| YOUR INSTRUCTIONS |
Collect every line of the items below that contains the string "blue", copying each one in full.

════════

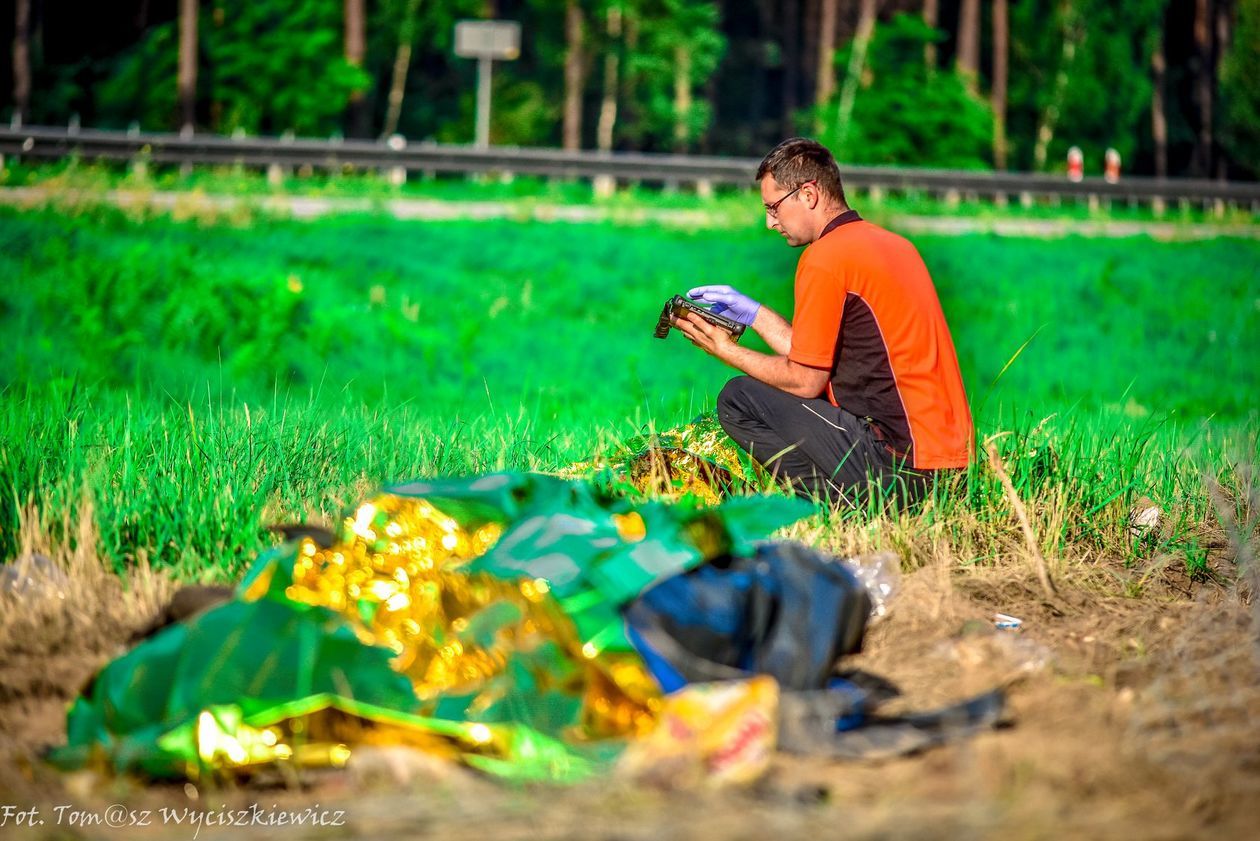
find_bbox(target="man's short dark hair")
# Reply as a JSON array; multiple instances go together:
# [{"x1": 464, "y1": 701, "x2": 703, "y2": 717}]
[{"x1": 755, "y1": 137, "x2": 848, "y2": 207}]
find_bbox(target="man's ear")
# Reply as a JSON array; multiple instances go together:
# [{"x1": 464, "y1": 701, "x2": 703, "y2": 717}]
[{"x1": 800, "y1": 182, "x2": 823, "y2": 211}]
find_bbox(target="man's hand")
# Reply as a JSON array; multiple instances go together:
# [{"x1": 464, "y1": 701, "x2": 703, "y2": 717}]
[
  {"x1": 687, "y1": 285, "x2": 761, "y2": 324},
  {"x1": 674, "y1": 313, "x2": 738, "y2": 362}
]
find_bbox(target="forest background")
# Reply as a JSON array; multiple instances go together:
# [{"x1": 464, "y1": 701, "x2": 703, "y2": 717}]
[{"x1": 0, "y1": 0, "x2": 1260, "y2": 179}]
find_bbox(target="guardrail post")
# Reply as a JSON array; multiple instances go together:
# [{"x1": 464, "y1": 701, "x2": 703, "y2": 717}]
[
  {"x1": 384, "y1": 132, "x2": 407, "y2": 187},
  {"x1": 591, "y1": 175, "x2": 617, "y2": 199}
]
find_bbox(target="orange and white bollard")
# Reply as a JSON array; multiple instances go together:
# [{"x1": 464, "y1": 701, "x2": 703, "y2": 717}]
[
  {"x1": 1067, "y1": 146, "x2": 1085, "y2": 182},
  {"x1": 1103, "y1": 149, "x2": 1120, "y2": 184}
]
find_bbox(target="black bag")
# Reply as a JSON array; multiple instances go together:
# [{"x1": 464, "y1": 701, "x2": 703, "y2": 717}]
[{"x1": 625, "y1": 542, "x2": 871, "y2": 692}]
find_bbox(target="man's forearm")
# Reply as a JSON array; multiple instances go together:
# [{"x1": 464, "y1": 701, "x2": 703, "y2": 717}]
[
  {"x1": 726, "y1": 342, "x2": 825, "y2": 397},
  {"x1": 752, "y1": 304, "x2": 791, "y2": 355}
]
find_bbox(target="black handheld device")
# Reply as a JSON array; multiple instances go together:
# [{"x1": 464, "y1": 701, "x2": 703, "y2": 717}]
[{"x1": 653, "y1": 295, "x2": 746, "y2": 342}]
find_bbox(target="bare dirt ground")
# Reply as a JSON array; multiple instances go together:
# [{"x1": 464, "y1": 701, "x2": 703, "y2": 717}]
[{"x1": 0, "y1": 549, "x2": 1260, "y2": 841}]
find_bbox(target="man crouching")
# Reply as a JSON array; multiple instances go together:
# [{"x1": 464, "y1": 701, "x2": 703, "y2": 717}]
[{"x1": 677, "y1": 137, "x2": 974, "y2": 504}]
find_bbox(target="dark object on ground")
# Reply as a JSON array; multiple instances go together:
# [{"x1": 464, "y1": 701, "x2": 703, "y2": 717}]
[
  {"x1": 267, "y1": 523, "x2": 336, "y2": 548},
  {"x1": 779, "y1": 690, "x2": 1007, "y2": 759},
  {"x1": 131, "y1": 584, "x2": 236, "y2": 644},
  {"x1": 0, "y1": 552, "x2": 69, "y2": 596},
  {"x1": 625, "y1": 541, "x2": 871, "y2": 692}
]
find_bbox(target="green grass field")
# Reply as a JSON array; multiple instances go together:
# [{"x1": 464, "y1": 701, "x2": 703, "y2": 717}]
[{"x1": 0, "y1": 208, "x2": 1260, "y2": 580}]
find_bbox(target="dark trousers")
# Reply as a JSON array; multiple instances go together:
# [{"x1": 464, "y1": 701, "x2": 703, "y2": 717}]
[{"x1": 717, "y1": 377, "x2": 932, "y2": 506}]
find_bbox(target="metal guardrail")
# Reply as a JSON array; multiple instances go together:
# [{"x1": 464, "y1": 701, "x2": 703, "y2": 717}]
[{"x1": 0, "y1": 126, "x2": 1260, "y2": 212}]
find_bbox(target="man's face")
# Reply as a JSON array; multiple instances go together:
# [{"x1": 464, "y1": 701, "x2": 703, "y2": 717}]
[{"x1": 761, "y1": 175, "x2": 811, "y2": 248}]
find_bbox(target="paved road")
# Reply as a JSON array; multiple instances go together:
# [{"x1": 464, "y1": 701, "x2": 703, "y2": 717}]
[{"x1": 0, "y1": 187, "x2": 1260, "y2": 241}]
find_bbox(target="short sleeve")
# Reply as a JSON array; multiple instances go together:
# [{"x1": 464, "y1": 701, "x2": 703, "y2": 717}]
[{"x1": 788, "y1": 250, "x2": 847, "y2": 369}]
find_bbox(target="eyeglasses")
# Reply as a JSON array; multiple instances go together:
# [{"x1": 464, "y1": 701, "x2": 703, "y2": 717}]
[{"x1": 765, "y1": 180, "x2": 814, "y2": 219}]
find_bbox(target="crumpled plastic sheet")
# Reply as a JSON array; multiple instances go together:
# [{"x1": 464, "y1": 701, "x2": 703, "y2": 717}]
[
  {"x1": 557, "y1": 412, "x2": 750, "y2": 504},
  {"x1": 50, "y1": 473, "x2": 811, "y2": 780}
]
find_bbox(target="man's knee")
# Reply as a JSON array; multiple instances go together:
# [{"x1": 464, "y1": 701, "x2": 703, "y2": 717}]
[{"x1": 717, "y1": 376, "x2": 757, "y2": 426}]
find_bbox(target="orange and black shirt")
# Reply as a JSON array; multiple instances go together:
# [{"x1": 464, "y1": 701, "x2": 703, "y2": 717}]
[{"x1": 788, "y1": 211, "x2": 974, "y2": 470}]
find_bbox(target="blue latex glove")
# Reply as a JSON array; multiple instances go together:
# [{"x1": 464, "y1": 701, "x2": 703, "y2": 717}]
[{"x1": 687, "y1": 285, "x2": 761, "y2": 324}]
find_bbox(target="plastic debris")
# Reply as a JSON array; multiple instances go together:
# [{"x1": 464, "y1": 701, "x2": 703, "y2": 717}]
[
  {"x1": 50, "y1": 473, "x2": 811, "y2": 782},
  {"x1": 993, "y1": 613, "x2": 1023, "y2": 630}
]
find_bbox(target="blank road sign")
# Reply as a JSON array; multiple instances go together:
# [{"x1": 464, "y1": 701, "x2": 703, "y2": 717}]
[{"x1": 455, "y1": 20, "x2": 520, "y2": 61}]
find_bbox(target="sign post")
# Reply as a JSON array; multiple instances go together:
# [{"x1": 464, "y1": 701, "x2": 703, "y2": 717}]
[{"x1": 455, "y1": 20, "x2": 520, "y2": 149}]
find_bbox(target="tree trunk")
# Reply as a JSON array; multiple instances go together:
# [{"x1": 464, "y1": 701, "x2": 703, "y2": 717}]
[
  {"x1": 595, "y1": 5, "x2": 621, "y2": 151},
  {"x1": 990, "y1": 0, "x2": 1011, "y2": 169},
  {"x1": 924, "y1": 0, "x2": 940, "y2": 73},
  {"x1": 1150, "y1": 20, "x2": 1168, "y2": 178},
  {"x1": 800, "y1": 0, "x2": 822, "y2": 102},
  {"x1": 814, "y1": 0, "x2": 839, "y2": 119},
  {"x1": 674, "y1": 44, "x2": 692, "y2": 153},
  {"x1": 954, "y1": 0, "x2": 980, "y2": 93},
  {"x1": 832, "y1": 0, "x2": 877, "y2": 156},
  {"x1": 782, "y1": 0, "x2": 800, "y2": 137},
  {"x1": 344, "y1": 0, "x2": 368, "y2": 137},
  {"x1": 1032, "y1": 0, "x2": 1081, "y2": 171},
  {"x1": 179, "y1": 0, "x2": 198, "y2": 134},
  {"x1": 1212, "y1": 0, "x2": 1234, "y2": 182},
  {"x1": 563, "y1": 0, "x2": 582, "y2": 151},
  {"x1": 620, "y1": 11, "x2": 643, "y2": 149},
  {"x1": 13, "y1": 0, "x2": 30, "y2": 125},
  {"x1": 381, "y1": 0, "x2": 420, "y2": 137},
  {"x1": 1194, "y1": 0, "x2": 1212, "y2": 178}
]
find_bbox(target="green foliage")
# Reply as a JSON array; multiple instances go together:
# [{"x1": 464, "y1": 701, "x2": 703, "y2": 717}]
[
  {"x1": 801, "y1": 14, "x2": 993, "y2": 169},
  {"x1": 1221, "y1": 0, "x2": 1260, "y2": 177},
  {"x1": 1008, "y1": 0, "x2": 1166, "y2": 174},
  {"x1": 621, "y1": 0, "x2": 726, "y2": 149},
  {"x1": 101, "y1": 0, "x2": 369, "y2": 136}
]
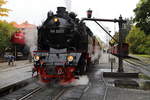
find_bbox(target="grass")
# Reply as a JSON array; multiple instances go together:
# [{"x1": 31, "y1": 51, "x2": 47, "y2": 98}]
[
  {"x1": 139, "y1": 73, "x2": 150, "y2": 80},
  {"x1": 134, "y1": 54, "x2": 150, "y2": 58}
]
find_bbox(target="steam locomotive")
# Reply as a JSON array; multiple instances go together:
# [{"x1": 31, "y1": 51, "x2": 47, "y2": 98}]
[
  {"x1": 10, "y1": 31, "x2": 30, "y2": 59},
  {"x1": 107, "y1": 43, "x2": 129, "y2": 57},
  {"x1": 33, "y1": 7, "x2": 101, "y2": 82}
]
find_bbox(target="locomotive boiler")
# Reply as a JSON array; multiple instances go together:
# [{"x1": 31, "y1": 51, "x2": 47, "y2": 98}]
[{"x1": 33, "y1": 7, "x2": 100, "y2": 82}]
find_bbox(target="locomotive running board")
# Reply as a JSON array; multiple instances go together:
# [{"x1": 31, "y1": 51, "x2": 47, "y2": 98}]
[{"x1": 103, "y1": 72, "x2": 139, "y2": 78}]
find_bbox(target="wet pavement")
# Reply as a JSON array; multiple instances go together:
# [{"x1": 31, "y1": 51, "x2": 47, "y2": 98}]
[{"x1": 0, "y1": 54, "x2": 150, "y2": 100}]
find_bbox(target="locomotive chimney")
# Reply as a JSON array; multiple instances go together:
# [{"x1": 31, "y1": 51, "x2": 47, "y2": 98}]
[{"x1": 57, "y1": 7, "x2": 66, "y2": 16}]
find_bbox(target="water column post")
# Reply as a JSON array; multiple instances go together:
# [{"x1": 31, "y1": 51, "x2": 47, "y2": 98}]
[{"x1": 118, "y1": 15, "x2": 124, "y2": 72}]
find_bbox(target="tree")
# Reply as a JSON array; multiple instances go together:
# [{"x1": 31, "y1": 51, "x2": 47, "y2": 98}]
[
  {"x1": 0, "y1": 0, "x2": 10, "y2": 16},
  {"x1": 126, "y1": 26, "x2": 150, "y2": 54},
  {"x1": 0, "y1": 21, "x2": 16, "y2": 56},
  {"x1": 134, "y1": 0, "x2": 150, "y2": 34}
]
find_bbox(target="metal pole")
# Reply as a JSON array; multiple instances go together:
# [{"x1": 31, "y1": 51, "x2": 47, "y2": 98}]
[{"x1": 118, "y1": 15, "x2": 124, "y2": 72}]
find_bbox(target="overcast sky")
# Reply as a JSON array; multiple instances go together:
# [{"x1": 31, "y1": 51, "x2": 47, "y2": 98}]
[{"x1": 4, "y1": 0, "x2": 139, "y2": 41}]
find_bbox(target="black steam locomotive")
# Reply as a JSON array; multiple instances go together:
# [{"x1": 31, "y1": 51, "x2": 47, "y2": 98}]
[{"x1": 34, "y1": 7, "x2": 100, "y2": 82}]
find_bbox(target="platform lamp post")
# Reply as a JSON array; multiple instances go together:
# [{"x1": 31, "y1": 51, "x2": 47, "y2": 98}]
[{"x1": 118, "y1": 15, "x2": 124, "y2": 72}]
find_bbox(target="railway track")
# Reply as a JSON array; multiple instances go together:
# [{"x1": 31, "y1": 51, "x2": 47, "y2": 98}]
[
  {"x1": 124, "y1": 58, "x2": 150, "y2": 77},
  {"x1": 18, "y1": 87, "x2": 41, "y2": 100},
  {"x1": 101, "y1": 73, "x2": 108, "y2": 100},
  {"x1": 124, "y1": 58, "x2": 150, "y2": 72},
  {"x1": 52, "y1": 88, "x2": 67, "y2": 100}
]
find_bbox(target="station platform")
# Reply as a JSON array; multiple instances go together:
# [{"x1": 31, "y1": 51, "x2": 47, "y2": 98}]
[{"x1": 0, "y1": 60, "x2": 33, "y2": 90}]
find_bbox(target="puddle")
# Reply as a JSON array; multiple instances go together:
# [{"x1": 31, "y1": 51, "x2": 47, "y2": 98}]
[
  {"x1": 113, "y1": 74, "x2": 150, "y2": 90},
  {"x1": 100, "y1": 69, "x2": 117, "y2": 72}
]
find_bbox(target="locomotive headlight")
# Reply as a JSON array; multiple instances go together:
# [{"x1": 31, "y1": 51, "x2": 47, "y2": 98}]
[
  {"x1": 34, "y1": 56, "x2": 40, "y2": 61},
  {"x1": 67, "y1": 56, "x2": 74, "y2": 62}
]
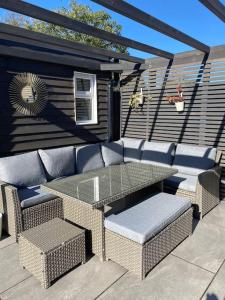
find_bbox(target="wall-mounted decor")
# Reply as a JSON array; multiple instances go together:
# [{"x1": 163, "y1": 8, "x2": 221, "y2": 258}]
[
  {"x1": 9, "y1": 73, "x2": 48, "y2": 116},
  {"x1": 166, "y1": 84, "x2": 184, "y2": 112},
  {"x1": 128, "y1": 88, "x2": 152, "y2": 108}
]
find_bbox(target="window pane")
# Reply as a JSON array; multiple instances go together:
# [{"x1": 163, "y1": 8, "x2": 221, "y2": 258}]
[
  {"x1": 76, "y1": 78, "x2": 91, "y2": 92},
  {"x1": 76, "y1": 98, "x2": 92, "y2": 121}
]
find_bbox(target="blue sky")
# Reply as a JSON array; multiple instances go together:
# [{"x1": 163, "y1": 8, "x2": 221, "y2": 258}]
[{"x1": 0, "y1": 0, "x2": 225, "y2": 58}]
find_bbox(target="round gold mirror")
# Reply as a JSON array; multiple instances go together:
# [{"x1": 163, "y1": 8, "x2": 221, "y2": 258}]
[{"x1": 9, "y1": 73, "x2": 48, "y2": 116}]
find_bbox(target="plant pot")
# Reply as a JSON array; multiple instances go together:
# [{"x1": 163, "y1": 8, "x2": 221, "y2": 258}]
[
  {"x1": 138, "y1": 95, "x2": 144, "y2": 105},
  {"x1": 175, "y1": 101, "x2": 184, "y2": 111}
]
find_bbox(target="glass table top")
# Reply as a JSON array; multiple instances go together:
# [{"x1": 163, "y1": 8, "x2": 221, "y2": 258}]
[{"x1": 42, "y1": 162, "x2": 177, "y2": 208}]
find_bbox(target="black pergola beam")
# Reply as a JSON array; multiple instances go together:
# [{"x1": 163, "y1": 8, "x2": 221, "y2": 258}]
[
  {"x1": 0, "y1": 23, "x2": 145, "y2": 64},
  {"x1": 199, "y1": 0, "x2": 225, "y2": 22},
  {"x1": 0, "y1": 0, "x2": 174, "y2": 59},
  {"x1": 100, "y1": 63, "x2": 149, "y2": 73},
  {"x1": 0, "y1": 45, "x2": 100, "y2": 70},
  {"x1": 92, "y1": 0, "x2": 210, "y2": 53}
]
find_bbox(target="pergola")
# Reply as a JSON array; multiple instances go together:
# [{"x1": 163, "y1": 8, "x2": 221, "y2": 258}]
[{"x1": 0, "y1": 0, "x2": 225, "y2": 72}]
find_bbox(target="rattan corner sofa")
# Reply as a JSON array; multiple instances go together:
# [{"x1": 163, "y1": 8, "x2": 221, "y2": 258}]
[{"x1": 0, "y1": 138, "x2": 221, "y2": 240}]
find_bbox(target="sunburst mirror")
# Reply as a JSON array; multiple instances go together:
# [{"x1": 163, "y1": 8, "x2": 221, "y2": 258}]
[{"x1": 9, "y1": 73, "x2": 48, "y2": 116}]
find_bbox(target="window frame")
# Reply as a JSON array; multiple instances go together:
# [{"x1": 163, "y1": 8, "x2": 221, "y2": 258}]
[{"x1": 73, "y1": 71, "x2": 98, "y2": 125}]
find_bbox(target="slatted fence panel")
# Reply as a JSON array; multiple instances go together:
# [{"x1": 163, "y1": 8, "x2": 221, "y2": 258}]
[{"x1": 121, "y1": 59, "x2": 225, "y2": 197}]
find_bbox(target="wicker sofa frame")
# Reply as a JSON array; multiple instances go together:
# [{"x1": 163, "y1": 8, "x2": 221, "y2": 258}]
[
  {"x1": 164, "y1": 150, "x2": 222, "y2": 219},
  {"x1": 105, "y1": 208, "x2": 193, "y2": 280},
  {"x1": 0, "y1": 181, "x2": 63, "y2": 239}
]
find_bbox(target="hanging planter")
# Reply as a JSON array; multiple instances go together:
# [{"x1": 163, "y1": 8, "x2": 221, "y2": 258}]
[
  {"x1": 128, "y1": 88, "x2": 152, "y2": 108},
  {"x1": 166, "y1": 84, "x2": 184, "y2": 112}
]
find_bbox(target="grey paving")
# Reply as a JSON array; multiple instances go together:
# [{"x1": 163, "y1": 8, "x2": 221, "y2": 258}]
[
  {"x1": 202, "y1": 262, "x2": 225, "y2": 300},
  {"x1": 0, "y1": 244, "x2": 30, "y2": 292},
  {"x1": 0, "y1": 202, "x2": 225, "y2": 300},
  {"x1": 202, "y1": 201, "x2": 225, "y2": 228},
  {"x1": 100, "y1": 255, "x2": 213, "y2": 300},
  {"x1": 0, "y1": 253, "x2": 126, "y2": 300},
  {"x1": 173, "y1": 222, "x2": 225, "y2": 273}
]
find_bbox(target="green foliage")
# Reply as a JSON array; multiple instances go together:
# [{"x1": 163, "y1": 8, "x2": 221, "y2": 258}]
[{"x1": 4, "y1": 0, "x2": 127, "y2": 53}]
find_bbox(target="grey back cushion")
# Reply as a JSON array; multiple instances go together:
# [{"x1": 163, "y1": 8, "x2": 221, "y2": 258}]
[
  {"x1": 38, "y1": 146, "x2": 75, "y2": 180},
  {"x1": 76, "y1": 144, "x2": 105, "y2": 173},
  {"x1": 0, "y1": 151, "x2": 47, "y2": 187},
  {"x1": 173, "y1": 144, "x2": 216, "y2": 175},
  {"x1": 121, "y1": 138, "x2": 144, "y2": 162},
  {"x1": 141, "y1": 141, "x2": 175, "y2": 167},
  {"x1": 102, "y1": 141, "x2": 123, "y2": 167}
]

════════

| WRITTEN RESPONSE |
find_bbox(target="blue latex glove")
find_bbox(target="blue sky")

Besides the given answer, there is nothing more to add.